Не придуманные истории Наркоманов — История Юлии

narcolikvidator istorii narkomanov yulia 300x225 Не придуманные истории Наркоманов    История Юлии«НАРКОМАНИЯ ЛЕЧИТСЯ ДУШОЙ»

История Юлии, Виктора Николаевича и Елены Константиновны

«МОЯ НАРКОМАНИЯ «ВЫРОСЛА» ИЗ ОТНОШЕНИЙ В СЕМЬЕ»

Юлия

 Я росла в самой обыкновенной семье: папа, мама, младшая сестренка. Хорошо помню, что в детстве мне ни в чем не было отказа. Меня одевали в самые красивые платья, покупали лучшие игрушки. Учиться мне было неинтересно. Зачем? Когда я вырасту — родители найдут мне самую хорошую работу. Я старалась соответствовать лелеемому мамой образу «самой лучшей дочки», но отсутствие интереса к учебе со временем стало приводить к конфликтам. Чтобы избежать их, мне приходилось врать, а чтобы вранье не обнаружилось — врать еще больше. Мама постоянно высказывала недовольство, все ей было не так: и оценки, и мои друзья, и даже мой внешний вид.

**Выборка данных:**
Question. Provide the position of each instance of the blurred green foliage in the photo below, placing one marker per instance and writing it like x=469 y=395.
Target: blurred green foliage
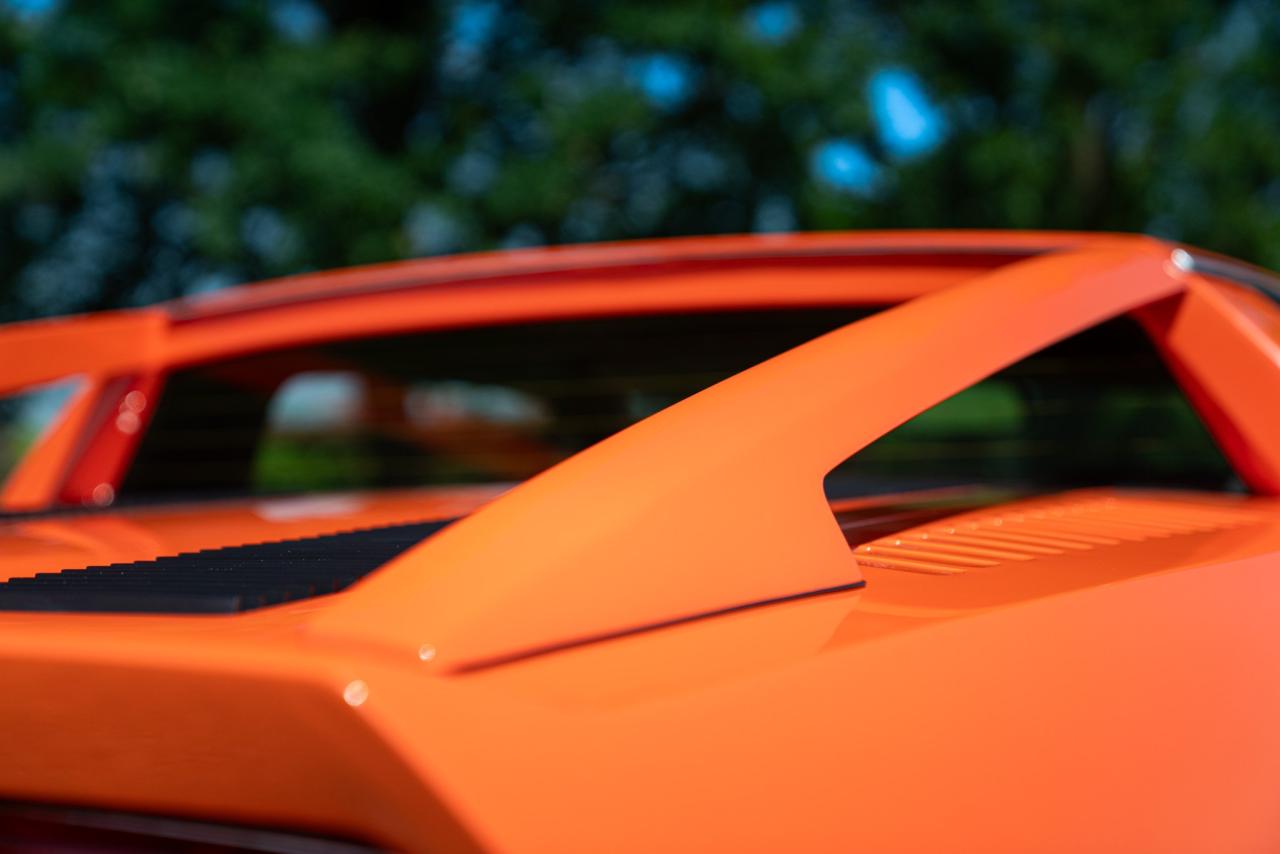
x=151 y=149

**Задание 1:** Выпишите из истории Юлии отрывок между «Я росла в самой» и «мой внешний вид.» включительно.
**Задание 2:** Допишите историю Юлии дальше, начиная сразу после ее последнего предложения.

**Ответ 1:**
Я росла в самой обыкновенной семье: папа, мама, младшая сестренка. Хорошо помню, что в детстве мне ни в чем не было отказа. Меня одевали в самые красивые платья, покупали лучшие игрушки. Учиться мне было неинтересно. Зачем? Когда я вырасту — родители найдут мне самую хорошую работу. Я старалась соответствовать лелеемому мамой образу «самой лучшей дочки», но отсутствие интереса к учебе со временем стало приводить к конфликтам. Чтобы избежать их, мне приходилось врать, а чтобы вранье не обнаружилось — врать еще больше. Мама постоянно высказывала недовольство, все ей было не так: и оценки, и мои друзья, и даже мой внешний вид.

**Ответ 2:**
Мне казалось, мама стала видеть во мне только плохое. И это было самой тяжелой проблемой моего детства. Чем дальше, тем хуже мы понимали друг друга, пока наши отношения совсем не испортились. Мама все время вмешивалась в мою жизнь, командовала, с кем дружить, какую прическу носить. Когда я перекрасила волосы, в доме разгорелся настоящий скандал. Как-то я нашла мамину фотографию: в молодые годы она тоже красилась. Я спросила: «Почему тебе можно, а мне нельзя?» Мама ответила: «Потому что тебе так лучше!» Мама всегда решала, что для меня «лучше», у меня права голоса не было.

Правда, она делала за меня и все остальное. Даже выполнять домашнюю работу не заставляла. Убирать, готовить, чистить обувь я училась у тети и бабушки (я часто жила у них из-за ссор с мамой). Единственное, что я должна была делать дома, — хорошо учиться. Если я не могла решить задачу, я слышала, что я — «тупая». Мы с мамой почти всегда были в ссоре, и наладить отношения никак не удавалось. Помню, когда я жила у бабушки, пришла поздравить маму с праздником восьмого марта — это был повод помириться. Я подарила ей помаду, а в ответ услышала, что ей было хорошо без меня.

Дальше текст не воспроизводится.